WHAT YOU WILL DO: Locate each line in the data below that contains the string "this" and copy those lines.

▼

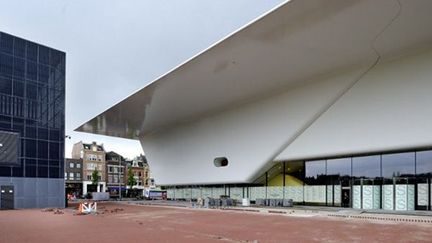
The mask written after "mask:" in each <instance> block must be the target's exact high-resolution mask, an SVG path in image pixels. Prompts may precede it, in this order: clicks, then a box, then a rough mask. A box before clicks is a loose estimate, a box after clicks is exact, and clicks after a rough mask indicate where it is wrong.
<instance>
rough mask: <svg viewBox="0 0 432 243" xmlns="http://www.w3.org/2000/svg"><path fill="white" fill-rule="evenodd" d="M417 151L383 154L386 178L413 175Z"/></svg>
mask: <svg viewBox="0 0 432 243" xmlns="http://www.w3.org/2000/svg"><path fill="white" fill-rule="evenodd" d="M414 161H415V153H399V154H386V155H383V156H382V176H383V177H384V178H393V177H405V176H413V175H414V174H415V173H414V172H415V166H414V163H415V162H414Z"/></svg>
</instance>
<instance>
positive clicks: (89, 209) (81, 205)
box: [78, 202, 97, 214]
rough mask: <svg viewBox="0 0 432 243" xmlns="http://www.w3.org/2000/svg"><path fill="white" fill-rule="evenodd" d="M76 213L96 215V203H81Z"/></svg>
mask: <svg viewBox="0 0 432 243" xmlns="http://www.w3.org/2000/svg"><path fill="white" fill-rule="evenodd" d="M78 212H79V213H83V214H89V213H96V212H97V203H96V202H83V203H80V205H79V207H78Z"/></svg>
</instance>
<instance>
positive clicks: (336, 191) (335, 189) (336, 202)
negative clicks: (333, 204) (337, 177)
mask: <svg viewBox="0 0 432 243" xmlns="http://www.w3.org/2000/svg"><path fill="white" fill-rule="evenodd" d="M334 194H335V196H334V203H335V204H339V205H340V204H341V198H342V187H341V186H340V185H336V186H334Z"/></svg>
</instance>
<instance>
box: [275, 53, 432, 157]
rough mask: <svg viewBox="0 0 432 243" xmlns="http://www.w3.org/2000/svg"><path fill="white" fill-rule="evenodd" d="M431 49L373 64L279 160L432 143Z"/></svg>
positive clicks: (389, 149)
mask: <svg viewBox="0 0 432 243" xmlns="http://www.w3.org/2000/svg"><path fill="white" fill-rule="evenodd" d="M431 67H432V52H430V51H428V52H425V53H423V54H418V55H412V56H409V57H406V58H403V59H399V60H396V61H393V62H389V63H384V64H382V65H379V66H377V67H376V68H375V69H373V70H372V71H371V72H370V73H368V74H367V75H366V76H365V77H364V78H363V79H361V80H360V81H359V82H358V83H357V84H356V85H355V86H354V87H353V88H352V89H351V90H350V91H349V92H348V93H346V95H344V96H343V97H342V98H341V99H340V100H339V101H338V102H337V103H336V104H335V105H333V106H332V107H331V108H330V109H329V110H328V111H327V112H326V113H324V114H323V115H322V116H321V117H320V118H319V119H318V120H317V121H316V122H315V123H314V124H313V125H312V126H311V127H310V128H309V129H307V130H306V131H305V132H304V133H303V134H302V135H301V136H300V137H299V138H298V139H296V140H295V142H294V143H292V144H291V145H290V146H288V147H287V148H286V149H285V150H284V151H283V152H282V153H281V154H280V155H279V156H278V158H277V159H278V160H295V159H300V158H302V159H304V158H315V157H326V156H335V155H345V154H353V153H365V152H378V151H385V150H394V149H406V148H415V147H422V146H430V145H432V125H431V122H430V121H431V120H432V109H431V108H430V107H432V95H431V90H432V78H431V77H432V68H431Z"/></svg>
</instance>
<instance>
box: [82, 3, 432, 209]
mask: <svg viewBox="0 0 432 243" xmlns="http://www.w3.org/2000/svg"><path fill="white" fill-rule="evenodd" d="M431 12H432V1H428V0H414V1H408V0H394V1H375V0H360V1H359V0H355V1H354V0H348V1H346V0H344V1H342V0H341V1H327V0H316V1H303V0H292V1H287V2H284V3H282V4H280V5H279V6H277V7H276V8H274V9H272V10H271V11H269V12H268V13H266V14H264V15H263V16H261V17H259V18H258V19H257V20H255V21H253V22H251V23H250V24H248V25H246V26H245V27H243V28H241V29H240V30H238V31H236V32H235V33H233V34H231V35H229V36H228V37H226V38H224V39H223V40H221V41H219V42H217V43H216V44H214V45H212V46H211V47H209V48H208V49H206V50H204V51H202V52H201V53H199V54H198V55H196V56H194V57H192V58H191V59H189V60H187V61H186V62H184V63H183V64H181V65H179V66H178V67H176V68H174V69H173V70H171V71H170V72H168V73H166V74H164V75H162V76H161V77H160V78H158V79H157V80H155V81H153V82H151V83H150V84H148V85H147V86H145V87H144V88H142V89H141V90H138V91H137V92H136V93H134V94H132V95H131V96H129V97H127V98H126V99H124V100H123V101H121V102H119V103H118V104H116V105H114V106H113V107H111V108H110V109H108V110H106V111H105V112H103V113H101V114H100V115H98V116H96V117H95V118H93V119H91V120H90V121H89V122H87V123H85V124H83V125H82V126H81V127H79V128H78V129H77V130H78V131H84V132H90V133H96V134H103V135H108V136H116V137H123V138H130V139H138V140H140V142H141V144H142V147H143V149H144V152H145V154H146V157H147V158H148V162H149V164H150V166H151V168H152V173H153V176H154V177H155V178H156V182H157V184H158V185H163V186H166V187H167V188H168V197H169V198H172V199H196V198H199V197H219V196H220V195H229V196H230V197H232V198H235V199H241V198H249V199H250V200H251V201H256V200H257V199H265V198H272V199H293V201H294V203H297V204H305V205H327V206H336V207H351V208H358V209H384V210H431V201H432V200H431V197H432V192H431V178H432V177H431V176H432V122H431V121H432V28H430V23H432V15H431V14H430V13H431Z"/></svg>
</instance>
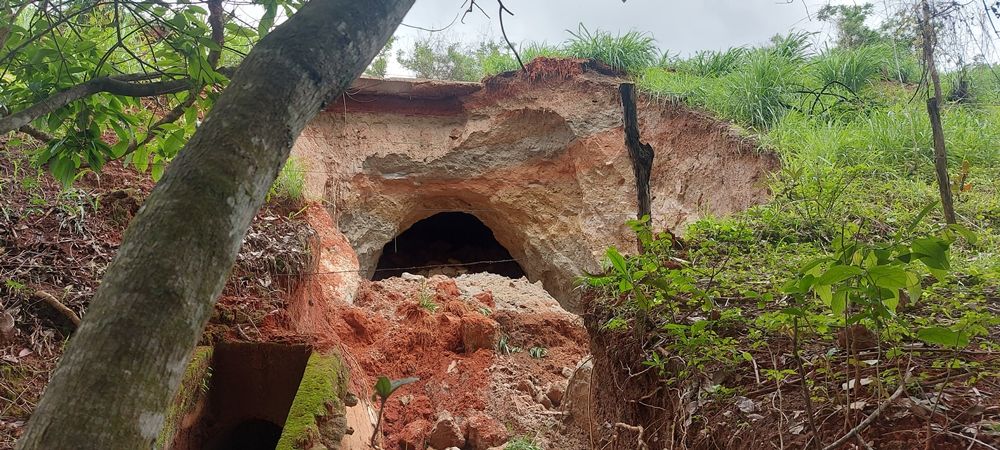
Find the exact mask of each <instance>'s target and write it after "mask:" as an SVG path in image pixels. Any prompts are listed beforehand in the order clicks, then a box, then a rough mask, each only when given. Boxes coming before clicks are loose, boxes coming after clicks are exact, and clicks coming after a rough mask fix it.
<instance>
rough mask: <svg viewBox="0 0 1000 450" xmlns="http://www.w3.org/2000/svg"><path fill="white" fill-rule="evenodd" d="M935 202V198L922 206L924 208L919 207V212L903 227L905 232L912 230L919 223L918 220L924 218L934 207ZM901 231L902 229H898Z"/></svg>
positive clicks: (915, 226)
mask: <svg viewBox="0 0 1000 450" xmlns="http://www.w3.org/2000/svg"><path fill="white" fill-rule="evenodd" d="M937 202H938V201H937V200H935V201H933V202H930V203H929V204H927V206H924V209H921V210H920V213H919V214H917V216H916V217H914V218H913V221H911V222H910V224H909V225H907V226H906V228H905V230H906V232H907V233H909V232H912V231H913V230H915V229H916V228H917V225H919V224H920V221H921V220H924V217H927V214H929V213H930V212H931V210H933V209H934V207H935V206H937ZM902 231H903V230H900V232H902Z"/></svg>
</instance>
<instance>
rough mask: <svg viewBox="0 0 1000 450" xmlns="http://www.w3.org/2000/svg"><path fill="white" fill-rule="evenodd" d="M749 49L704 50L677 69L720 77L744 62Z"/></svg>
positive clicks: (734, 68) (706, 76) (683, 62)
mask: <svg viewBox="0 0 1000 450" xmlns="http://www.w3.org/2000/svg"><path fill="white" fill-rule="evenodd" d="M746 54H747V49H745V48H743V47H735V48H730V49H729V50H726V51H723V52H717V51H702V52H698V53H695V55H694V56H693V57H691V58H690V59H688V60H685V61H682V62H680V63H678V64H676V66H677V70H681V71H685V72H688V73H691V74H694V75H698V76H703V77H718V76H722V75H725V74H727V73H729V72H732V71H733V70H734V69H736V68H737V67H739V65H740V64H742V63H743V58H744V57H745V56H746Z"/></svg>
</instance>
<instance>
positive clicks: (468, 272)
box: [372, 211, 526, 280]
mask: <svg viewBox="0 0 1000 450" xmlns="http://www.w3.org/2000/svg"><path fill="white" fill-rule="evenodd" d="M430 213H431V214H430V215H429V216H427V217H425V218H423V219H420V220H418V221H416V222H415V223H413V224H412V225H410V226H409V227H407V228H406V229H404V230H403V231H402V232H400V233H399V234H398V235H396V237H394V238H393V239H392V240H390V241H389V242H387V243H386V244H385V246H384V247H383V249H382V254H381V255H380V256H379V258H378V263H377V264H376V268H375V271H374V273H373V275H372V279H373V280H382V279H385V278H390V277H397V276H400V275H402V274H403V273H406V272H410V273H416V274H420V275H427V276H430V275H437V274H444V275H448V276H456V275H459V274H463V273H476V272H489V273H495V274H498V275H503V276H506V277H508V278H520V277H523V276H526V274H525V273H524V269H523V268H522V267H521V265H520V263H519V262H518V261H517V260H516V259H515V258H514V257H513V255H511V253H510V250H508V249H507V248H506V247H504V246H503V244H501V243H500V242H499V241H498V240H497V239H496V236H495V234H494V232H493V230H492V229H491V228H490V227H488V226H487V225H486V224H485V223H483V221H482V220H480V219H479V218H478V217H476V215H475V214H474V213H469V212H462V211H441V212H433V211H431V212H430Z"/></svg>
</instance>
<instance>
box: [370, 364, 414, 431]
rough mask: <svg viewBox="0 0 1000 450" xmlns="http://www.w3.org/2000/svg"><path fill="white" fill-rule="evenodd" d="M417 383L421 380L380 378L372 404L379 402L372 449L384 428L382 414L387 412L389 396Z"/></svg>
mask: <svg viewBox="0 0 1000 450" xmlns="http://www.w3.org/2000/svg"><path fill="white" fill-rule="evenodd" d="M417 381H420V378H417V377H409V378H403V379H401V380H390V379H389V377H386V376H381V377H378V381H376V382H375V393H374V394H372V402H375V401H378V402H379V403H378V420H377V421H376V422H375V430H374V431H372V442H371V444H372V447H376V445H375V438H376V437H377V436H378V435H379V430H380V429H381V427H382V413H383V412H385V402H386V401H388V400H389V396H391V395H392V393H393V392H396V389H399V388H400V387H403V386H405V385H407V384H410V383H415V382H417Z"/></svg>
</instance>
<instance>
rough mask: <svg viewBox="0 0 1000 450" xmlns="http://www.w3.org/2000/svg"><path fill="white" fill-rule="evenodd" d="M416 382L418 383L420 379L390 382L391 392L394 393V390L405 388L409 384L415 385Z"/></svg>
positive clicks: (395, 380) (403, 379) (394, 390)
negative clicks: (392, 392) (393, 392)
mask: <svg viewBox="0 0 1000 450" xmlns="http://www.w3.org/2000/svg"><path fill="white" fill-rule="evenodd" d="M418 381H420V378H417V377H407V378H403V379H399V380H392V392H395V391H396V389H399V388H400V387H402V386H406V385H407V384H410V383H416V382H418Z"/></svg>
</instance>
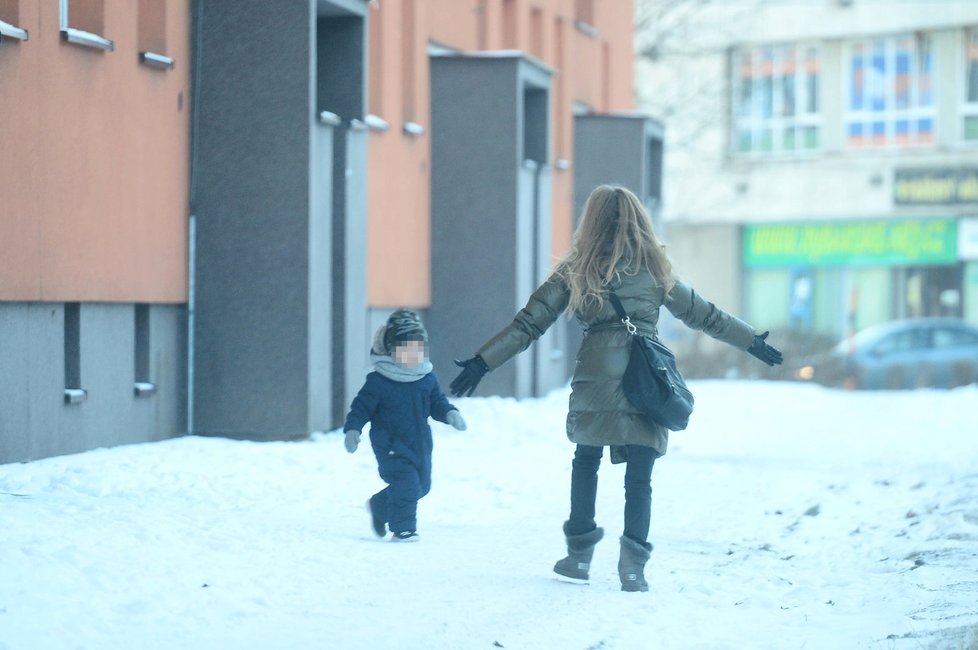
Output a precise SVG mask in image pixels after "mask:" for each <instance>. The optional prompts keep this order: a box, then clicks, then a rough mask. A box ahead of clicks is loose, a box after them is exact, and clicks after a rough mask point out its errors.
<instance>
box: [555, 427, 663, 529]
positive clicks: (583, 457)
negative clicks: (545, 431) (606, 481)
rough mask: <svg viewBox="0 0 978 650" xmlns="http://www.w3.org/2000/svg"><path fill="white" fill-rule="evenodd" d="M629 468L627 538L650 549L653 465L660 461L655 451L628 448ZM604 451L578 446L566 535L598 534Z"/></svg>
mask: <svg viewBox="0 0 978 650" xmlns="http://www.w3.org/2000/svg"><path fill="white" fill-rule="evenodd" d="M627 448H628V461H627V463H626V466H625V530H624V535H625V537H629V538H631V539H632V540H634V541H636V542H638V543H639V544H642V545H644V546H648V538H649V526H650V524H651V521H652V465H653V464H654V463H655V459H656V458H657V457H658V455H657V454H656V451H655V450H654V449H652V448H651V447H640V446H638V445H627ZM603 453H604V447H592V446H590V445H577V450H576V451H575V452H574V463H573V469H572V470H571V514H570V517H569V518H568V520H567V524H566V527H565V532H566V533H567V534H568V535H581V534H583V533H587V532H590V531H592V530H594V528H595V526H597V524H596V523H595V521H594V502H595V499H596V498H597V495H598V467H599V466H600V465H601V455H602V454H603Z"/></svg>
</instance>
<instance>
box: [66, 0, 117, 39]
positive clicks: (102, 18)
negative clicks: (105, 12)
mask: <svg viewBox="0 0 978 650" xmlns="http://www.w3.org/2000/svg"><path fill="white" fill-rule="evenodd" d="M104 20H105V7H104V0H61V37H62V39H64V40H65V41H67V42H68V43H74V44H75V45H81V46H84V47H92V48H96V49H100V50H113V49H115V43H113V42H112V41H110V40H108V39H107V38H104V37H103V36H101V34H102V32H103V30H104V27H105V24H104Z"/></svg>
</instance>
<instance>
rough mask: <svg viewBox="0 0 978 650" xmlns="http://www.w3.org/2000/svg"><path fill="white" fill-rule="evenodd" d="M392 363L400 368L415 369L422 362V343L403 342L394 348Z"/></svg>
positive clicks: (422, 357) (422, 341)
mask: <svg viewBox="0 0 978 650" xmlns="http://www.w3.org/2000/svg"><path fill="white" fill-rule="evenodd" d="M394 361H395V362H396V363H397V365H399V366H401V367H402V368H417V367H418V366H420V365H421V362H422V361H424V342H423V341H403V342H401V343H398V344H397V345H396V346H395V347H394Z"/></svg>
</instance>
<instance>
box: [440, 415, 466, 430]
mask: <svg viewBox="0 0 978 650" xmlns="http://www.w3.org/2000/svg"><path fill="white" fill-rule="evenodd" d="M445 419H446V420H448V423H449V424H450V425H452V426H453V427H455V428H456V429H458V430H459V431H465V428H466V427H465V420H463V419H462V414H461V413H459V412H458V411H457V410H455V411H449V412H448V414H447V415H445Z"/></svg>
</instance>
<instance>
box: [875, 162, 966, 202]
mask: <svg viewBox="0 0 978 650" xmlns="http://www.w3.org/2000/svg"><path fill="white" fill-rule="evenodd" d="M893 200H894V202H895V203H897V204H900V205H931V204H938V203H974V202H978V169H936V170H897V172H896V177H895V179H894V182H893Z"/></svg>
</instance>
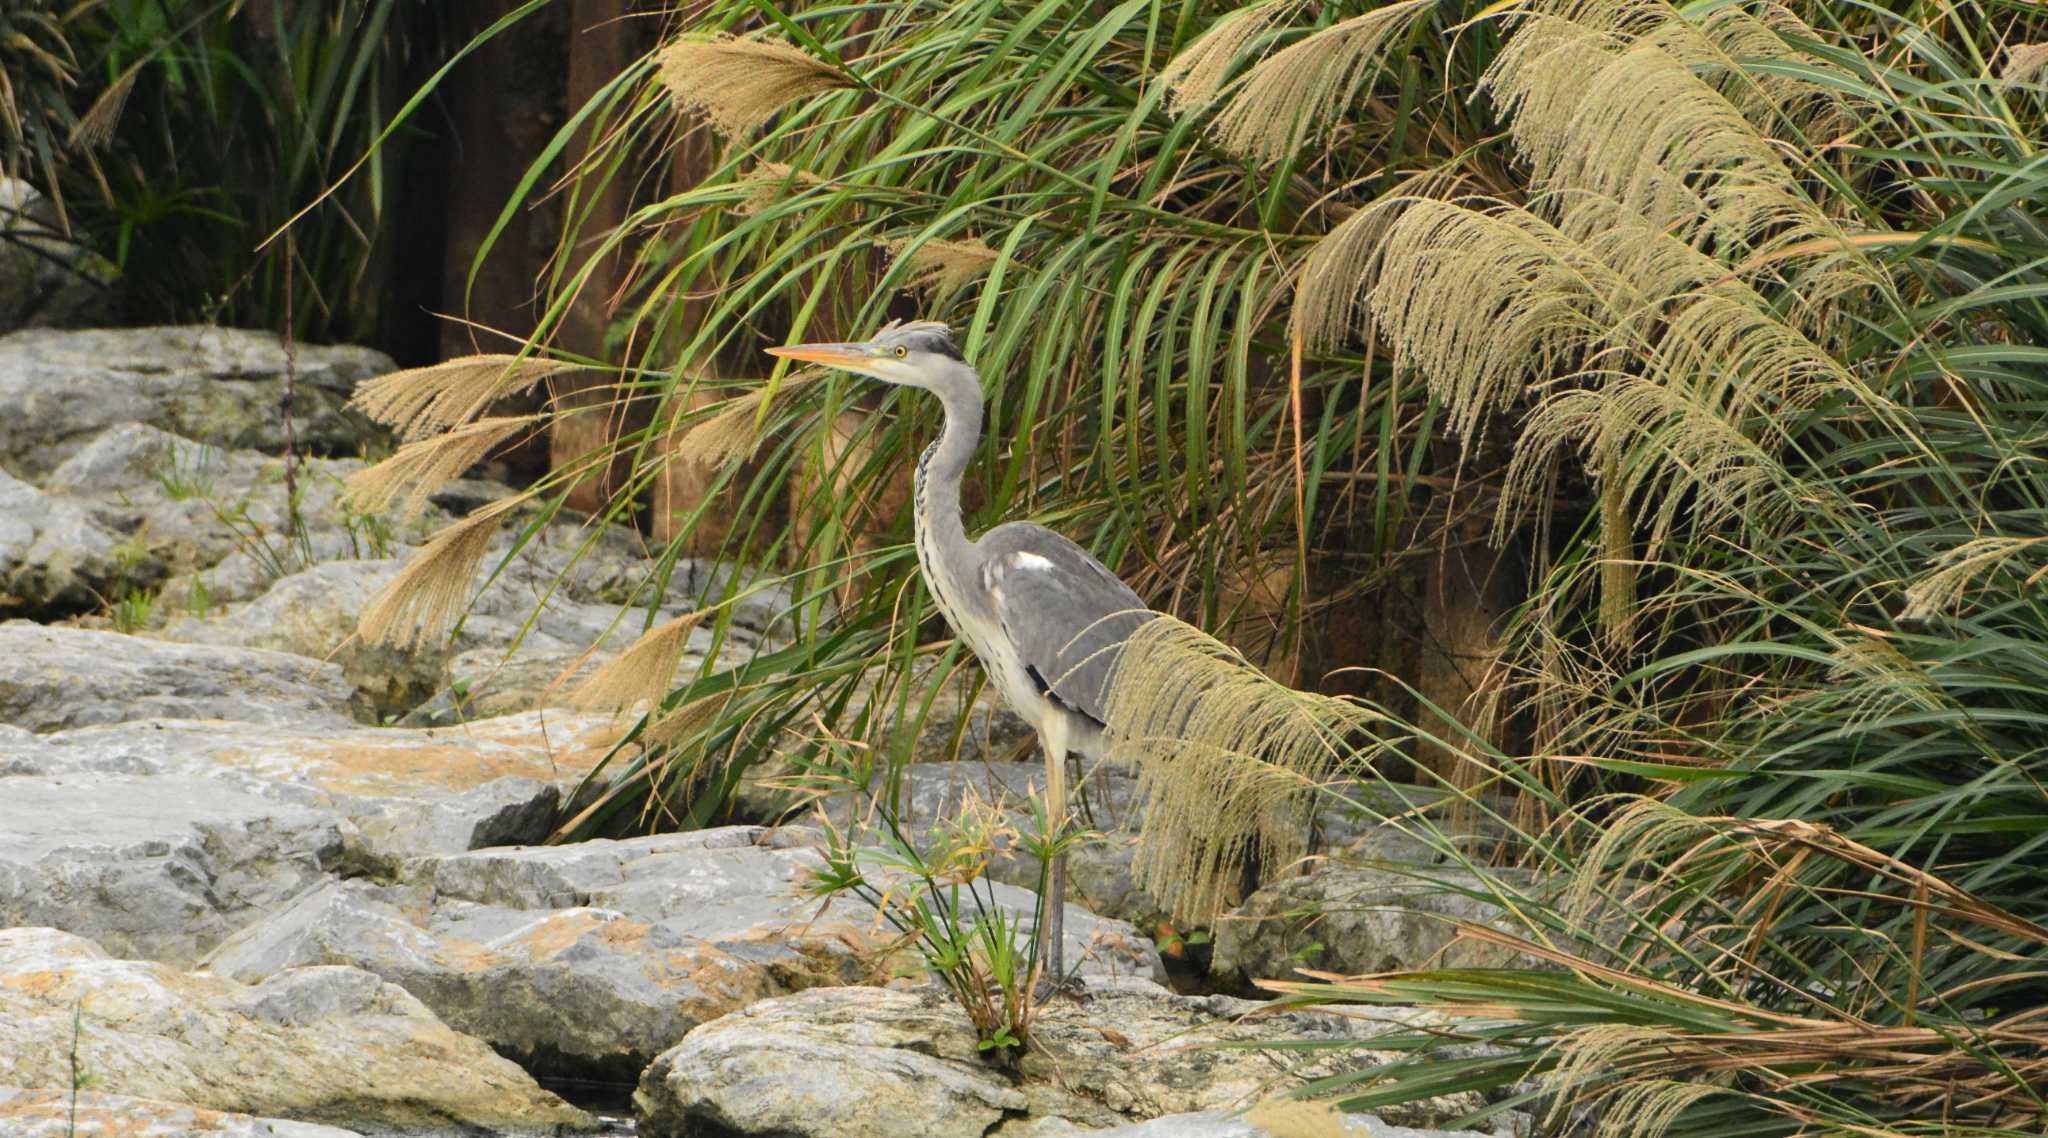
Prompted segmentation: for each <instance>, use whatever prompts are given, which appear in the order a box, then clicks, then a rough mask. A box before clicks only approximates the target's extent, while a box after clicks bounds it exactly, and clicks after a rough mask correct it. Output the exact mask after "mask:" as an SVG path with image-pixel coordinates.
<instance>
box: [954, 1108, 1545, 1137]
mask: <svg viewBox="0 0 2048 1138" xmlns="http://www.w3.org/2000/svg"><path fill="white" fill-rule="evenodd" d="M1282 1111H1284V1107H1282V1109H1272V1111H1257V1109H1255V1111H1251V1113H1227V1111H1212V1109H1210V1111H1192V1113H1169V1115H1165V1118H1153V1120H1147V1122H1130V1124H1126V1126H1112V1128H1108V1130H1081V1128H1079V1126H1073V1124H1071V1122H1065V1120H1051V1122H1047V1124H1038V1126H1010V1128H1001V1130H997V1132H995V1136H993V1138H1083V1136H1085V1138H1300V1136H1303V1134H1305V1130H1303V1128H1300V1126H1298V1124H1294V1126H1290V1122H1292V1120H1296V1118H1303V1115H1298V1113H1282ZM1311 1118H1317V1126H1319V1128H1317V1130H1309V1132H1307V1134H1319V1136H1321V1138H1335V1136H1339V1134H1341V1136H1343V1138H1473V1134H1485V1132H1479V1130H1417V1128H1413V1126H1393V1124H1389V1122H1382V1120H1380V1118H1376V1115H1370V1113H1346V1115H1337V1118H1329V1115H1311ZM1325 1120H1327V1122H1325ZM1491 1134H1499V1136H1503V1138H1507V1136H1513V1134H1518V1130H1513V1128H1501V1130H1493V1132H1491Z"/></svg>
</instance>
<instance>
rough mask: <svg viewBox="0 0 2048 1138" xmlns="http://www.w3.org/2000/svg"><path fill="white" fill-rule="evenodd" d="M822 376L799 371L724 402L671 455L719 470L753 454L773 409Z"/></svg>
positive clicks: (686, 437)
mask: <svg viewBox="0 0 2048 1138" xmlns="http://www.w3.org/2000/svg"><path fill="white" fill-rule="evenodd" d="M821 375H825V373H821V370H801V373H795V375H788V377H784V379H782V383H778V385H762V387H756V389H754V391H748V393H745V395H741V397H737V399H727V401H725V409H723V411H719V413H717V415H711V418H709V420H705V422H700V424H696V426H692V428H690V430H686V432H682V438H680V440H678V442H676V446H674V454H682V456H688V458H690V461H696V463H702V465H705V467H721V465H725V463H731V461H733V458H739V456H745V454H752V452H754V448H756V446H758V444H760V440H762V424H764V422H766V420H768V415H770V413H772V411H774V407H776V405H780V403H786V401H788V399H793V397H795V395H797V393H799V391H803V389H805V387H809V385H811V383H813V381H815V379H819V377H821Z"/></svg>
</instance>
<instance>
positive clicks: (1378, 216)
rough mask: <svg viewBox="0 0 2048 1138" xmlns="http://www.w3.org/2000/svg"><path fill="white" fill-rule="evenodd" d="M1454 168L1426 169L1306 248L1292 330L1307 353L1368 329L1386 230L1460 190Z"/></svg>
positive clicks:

▲

FINISHED EXERCISE:
The mask written after "mask:" in each <instance> block must be the target's exact high-resolution mask, an SVG path in image pixels. Prompts may precede it, in this order: clicks, then a box, then a rough mask. A box before clicks is a loose estimate, a box after clicks is exact, and clicks after a rough mask indicate where it is wrong.
Output a precise SVG mask in image pixels after "mask:" for each <instance>. The optional prompts keep this order: a box, then clicks, then a rough mask. A box ahead of clicks is loose, a box after them is exact, and clicks after a rough mask point out its errors.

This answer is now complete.